*GIVEN INSTRUCTION A*
List every query time, in seconds, that the Infobright review reports for Infobright.
*GIVEN INSTRUCTION B*
Copy out the part of the Infobright review that begins at the words containing "Next I run a" and stops after "in reporting systems.".

*TEXT SEGMENT*
* * * * * * * * *
Tuesday, September 23, 2008

An Infobright Review

With open source software I can install reasonably complete software and try it with my data. This way I get to see how it works in a realistic setting without having to rely on benchmarks and hoping they are a good match for my environment. And I get to do this without having to deal with commercial software sales people.

So I glad to hear the Infobright had gone open source as I have been wanting test a column based database for a while. I was even happier that it was a MySQL based engine as I would already know many of the commands. I decided to run some of the same tests I had run when comparing InnoDB and MyISAM for reporting (http://dbscience.blogspot.com/2008/08/innodb-suitability-for-reporting.html ).  InnoDB performed better than MyISAM in my reporting tests so I’m going to compare Infobright to InnoDB.

The first task is to load the data with this command.

load data infile '/dbdata/info/data/sale.dat' into table Sale fields terminated by '\t' ;

Infobright loaded 120 million rows in 8 min 2.62 seconds. Loading 14 million rows a minute is fast enough for me, considering I’m running on a commodity machine with an external disk subsystem that cost about 12k USD in total.

Next I run a simple query that takes 4 seconds to run on InnoDB when the data is cached, and 8.8 when disk is involved. This type of query is common in reporting systems.

select sum(unit) from Sale where purchaseDate >= '2001-11-01' and purchaseDate < '2001-12-01'

This same query takes 151 seconds to run on Infobright. I get the message “Brighthouse: Value out of range. Query executed by MySQL engine.” I have 631,530 different purchaseDate values for 120,000,000 rows in the Sale table, so perhaps it is the high cardinality of the column that is causing the problem. I’ve heard that column based databases can have this issue. I don’t see any noticeable disk io.

But, if I run the exact query again it now takes 0.0069 seconds; obviously data is being cached at some level.

I’m curious if the various caches need to warm up before the Infobright has fast performance. To test this I run the same query on a subset of the above date. This sql still takes 153 seconds. So it appears only the result set is being cached.

select sum(unit) from Sale where purchaseDate >= '2001-11-02' and purchaseDate < '2001-12-01'

If I limit the result set to one customer the performance doesn’t improve, with this sql taking 205 seconds. I’m still getting the message “Brighthouse: Value out of range. Query executed by MySQL engine.”

select sum(unit) from Sale where purchaseDate >= '2001-11-01' and purchaseDate < '2001-12-01' and customerId = 50

If I ignore including dates in the query and just go with simple ints conditions this sql takes 1.25 seconds. I’m no longer getting the message “Brighthouse: Value out of range. Query executed by MySQL engine”, which explains the better performance.

select sum(unit) from Sale where customerId = 50 and productId = 22641

The same query in InnoDB takes 0.035 seconds if the io is required and 0.0079 if the data is cached (I'm not using result set caching, I'm just letting the db cache the underlying data).

Perhaps the problem is all my data is too high in cardinality. I have created 10,000,000 products and 1,000,000 customers, with the data being randomly generated. Is this too much for Infobright to handle? Perhaps the data is not realistic enough; perhaps it has too high a cardinality. I do have a tendency to push to extremes to find out when things get interesting (in other words, break). Yet InnoDB handled this cardinality without a problem. Plus, in my case, for the SaaS application I’m working on, the customer count is low if we are a success and 10 million customers is plausible. Storing dates to the second precision isn't an unreasonable requirement, although 10 million products is undeniably unrealistic for most organizations.
* * * * * * * * *
*RECORDED INFORMATION*
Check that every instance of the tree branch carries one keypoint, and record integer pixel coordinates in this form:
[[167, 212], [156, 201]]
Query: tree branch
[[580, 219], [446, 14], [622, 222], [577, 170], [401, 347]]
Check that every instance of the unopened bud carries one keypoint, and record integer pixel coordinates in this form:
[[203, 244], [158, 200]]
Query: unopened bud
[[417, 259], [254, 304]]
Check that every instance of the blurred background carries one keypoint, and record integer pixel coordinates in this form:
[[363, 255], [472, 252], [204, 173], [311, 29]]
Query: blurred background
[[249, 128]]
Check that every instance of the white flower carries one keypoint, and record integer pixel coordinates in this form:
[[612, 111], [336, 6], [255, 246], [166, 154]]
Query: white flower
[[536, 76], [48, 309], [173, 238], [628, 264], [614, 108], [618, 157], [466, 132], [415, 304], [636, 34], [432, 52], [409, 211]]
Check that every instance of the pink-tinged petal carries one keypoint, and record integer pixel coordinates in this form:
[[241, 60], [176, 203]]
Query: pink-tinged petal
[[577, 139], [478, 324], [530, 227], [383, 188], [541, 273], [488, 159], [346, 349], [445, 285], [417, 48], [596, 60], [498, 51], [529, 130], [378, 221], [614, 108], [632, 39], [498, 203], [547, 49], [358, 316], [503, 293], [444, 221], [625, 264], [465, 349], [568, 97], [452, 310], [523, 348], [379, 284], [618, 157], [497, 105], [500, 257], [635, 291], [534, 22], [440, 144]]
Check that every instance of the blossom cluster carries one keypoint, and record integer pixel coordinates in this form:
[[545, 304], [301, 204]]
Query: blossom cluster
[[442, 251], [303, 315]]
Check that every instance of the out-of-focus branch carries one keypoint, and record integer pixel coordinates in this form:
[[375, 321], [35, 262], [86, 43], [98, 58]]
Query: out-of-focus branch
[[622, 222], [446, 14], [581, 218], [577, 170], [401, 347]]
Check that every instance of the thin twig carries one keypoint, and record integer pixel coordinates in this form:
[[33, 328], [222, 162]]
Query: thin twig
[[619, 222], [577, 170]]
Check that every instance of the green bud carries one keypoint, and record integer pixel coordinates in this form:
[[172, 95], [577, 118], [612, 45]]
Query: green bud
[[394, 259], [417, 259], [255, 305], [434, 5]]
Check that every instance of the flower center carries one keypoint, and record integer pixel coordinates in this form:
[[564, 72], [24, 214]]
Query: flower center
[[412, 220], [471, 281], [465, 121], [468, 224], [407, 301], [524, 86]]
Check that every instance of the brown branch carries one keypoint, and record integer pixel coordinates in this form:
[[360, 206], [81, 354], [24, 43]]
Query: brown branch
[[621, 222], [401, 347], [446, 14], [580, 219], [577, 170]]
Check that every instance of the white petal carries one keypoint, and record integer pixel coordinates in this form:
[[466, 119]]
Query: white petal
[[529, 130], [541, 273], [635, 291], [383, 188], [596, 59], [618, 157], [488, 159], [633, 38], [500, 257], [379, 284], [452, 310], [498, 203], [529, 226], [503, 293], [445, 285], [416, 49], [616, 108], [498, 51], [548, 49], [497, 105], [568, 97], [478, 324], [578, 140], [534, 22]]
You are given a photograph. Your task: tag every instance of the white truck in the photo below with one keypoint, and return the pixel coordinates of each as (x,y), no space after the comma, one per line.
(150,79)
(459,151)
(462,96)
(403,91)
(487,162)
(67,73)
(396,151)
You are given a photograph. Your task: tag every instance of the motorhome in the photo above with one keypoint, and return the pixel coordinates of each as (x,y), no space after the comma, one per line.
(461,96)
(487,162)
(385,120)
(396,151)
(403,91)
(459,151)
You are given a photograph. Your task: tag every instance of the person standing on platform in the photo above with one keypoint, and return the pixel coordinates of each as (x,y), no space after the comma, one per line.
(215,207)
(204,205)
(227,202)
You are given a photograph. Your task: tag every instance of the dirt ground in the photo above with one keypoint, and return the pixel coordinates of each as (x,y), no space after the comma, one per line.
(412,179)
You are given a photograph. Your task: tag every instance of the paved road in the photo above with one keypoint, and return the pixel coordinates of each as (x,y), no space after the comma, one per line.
* * * * * * * * *
*PROBLEM SOLUTION A*
151 seconds, 0.0069 seconds, 153 seconds, 205 seconds, 1.25 seconds

*PROBLEM SOLUTION B*
Next I run a simple query that takes 4 seconds to run on InnoDB when the data is cached, and 8.8 when disk is involved. This type of query is common in reporting systems.